**Consigne:**
Dans le texte sur la fiscalité des clubs sportifs, recopiez à l'identique le passage allant de « Enfin, dans l'hypothèse » à « un club étranger. ».

═══ Extrait présenté ═══

Enfin, dans l'hypothèse de transfert avec un club étranger, la TVA française sera due par le club français acquéreur auprès d'un club étranger et ne sera pas exigible en cas de cession d'un joueur par un club français à un club étranger.
3. Le traitement fiscal des recettes des clubs
Il est, ici, question essentiellement des "droits TV", c'est-à-dire des sommes proposées par les chaînes de télévision, afin de s'approprier, exclusivement ou non, la retransmission et la couverture d'une compétition sportive pour une durée déterminée. La loi n° 2003-708 du 1er août 2003 relative à l'organisation et à la promotion des activités physiques et sportives N° Lexbase : L1748DPG) permet le transfert par les fédérations sportives aux clubs de la propriété des droits d'exploitation audiovisuelle des compétitions ou manifestations sportives organisées chaque saison par la ligue professionnelle en cause. Auparavant, ces droits étaient détenus par les ligues, ce qui constituait une "moins-value" pour les clubs. Cette réforme importante était attendue de longue date par les sociétés sportives professionnelles, qui pourront, désormais, inscrire ces droits à leur actif.
La loi précitée a, par ailleurs, prévu que l'accroissement d'actif net résultant de la cession à titre gratuit des droits TV ne sera pas pris en compte par les clubs pour la détermination de leurs résultats imposables au titre de l'exercice d'inscription de ces droits à leur actif. Toutefois, les charges engagées par les clubs titulaires de ces droits et relatives à l'accroissement d'actif résultant des droits d'exploitation audiovisuelle ne pourront venir en déduction du résultat imposable des clubs.

═══ Données brutes ═══

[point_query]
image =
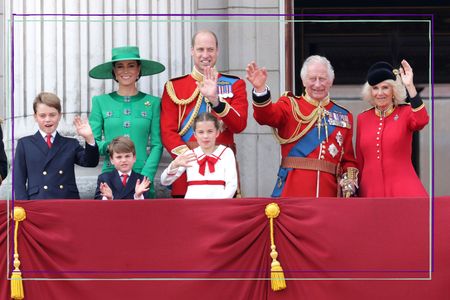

═══

**Réponse:**
Enfin, dans l'hypothèse de transfert avec un club étranger, la TVA française sera due par le club français acquéreur auprès d'un club étranger et ne sera pas exigible en cas de cession d'un joueur par un club français à un club étranger.